* _Görev_
Oyunlar ve şiddet üzerine metinde "Oynandıkları dönemler ve" sözcüklerinden başlayıp "tatmin yarattığı aşikar." sözcüklerine kadar uzanan bölümün tamamını birebir kopyalayın.

* _Alıntı Metin_
+ + + + + + +

Her oyun, sonucunda ödül kazanmak ya da cezalandırılmak amacını taşıyarak tasarlanıyor. Neden? Asıl önemli olan oyundan, oynarken geçirilen zamandan, oyun arkadaşlarından ve edinilen deneyimden keyif almak değil midir? Çoğunlukla oyunun sonunda kazanılacak ödüle ya da yaşanacak cezaya odaklanmış olduğumuzdan, sadece o anda olmanın keyfini çıkaramıyoruz. Halbuki oyunu kazanmak ya da kaybetmek yerine, doğru ve adil oynamaya, eğlenmeye ve zevk almaya önem verseydik üstelik bu derece rekabetçi olmasaydık mesela, grup halinde oynanan oyunlar çok daha eğlenceli geçebilir ve hoş anılar bırakabilirdi hafızamızda.
Oynandıkları dönemler ve kültürler, birbirinden ne kadar uzak ve farklı olsalar da aşağıdaki oyunlardan her birinin, içerdiği şiddet ve vahşet konusunda birbiriyle rekabet ettiğini baştan söyleyelim. Bugünün modern, uygar, kibar, medeni toplumlarına bakarak, şiddetten ne derece zevk aldığımızın sayısız örneği ile dolu geçmişi inkar etmenin bir anlamı yok. Bugün de uygulanan ve maruz kaldığımız şiddetin çeşidinde, cinsinde ve dozajında çok bir fark olmadığını, hatta fiziksel şiddet kadar psikolojik şiddet ve ögelerinin tavan yaptığını söylemek pek yanlış olmaz. Aşağıdaki tüm oyunlar, her sorunu, şiddet yoluyla çözmeyi alışkanlık haline getirmiş olan erkeklerin ve onların erkek egemen düzeninin ürünü sportif aktivitelerden oluşuyor. Dijital oyunların ise kansız ve cesetsiz bir biçimde bu mantaliteyi sanal dünyada sürdürmeye devam ettirerek psikolojik bir tatmin yarattığı aşikar.

+ + + + + + +

* _Veri Satırları_
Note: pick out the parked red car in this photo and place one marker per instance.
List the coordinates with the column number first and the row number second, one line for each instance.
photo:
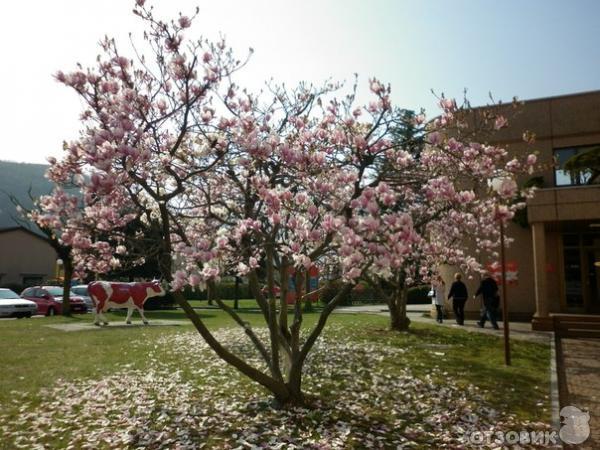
column 49, row 300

+ + + + + + +

* _Görev Sonucu_
Oynandıkları dönemler ve kültürler, birbirinden ne kadar uzak ve farklı olsalar da aşağıdaki oyunlardan her birinin, içerdiği şiddet ve vahşet konusunda birbiriyle rekabet ettiğini baştan söyleyelim. Bugünün modern, uygar, kibar, medeni toplumlarına bakarak, şiddetten ne derece zevk aldığımızın sayısız örneği ile dolu geçmişi inkar etmenin bir anlamı yok. Bugün de uygulanan ve maruz kaldığımız şiddetin çeşidinde, cinsinde ve dozajında çok bir fark olmadığını, hatta fiziksel şiddet kadar psikolojik şiddet ve ögelerinin tavan yaptığını söylemek pek yanlış olmaz. Aşağıdaki tüm oyunlar, her sorunu, şiddet yoluyla çözmeyi alışkanlık haline getirmiş olan erkeklerin ve onların erkek egemen düzeninin ürünü sportif aktivitelerden oluşuyor. Dijital oyunların ise kansız ve cesetsiz bir biçimde bu mantaliteyi sanal dünyada sürdürmeye devam ettirerek psikolojik bir tatmin yarattığı aşikar.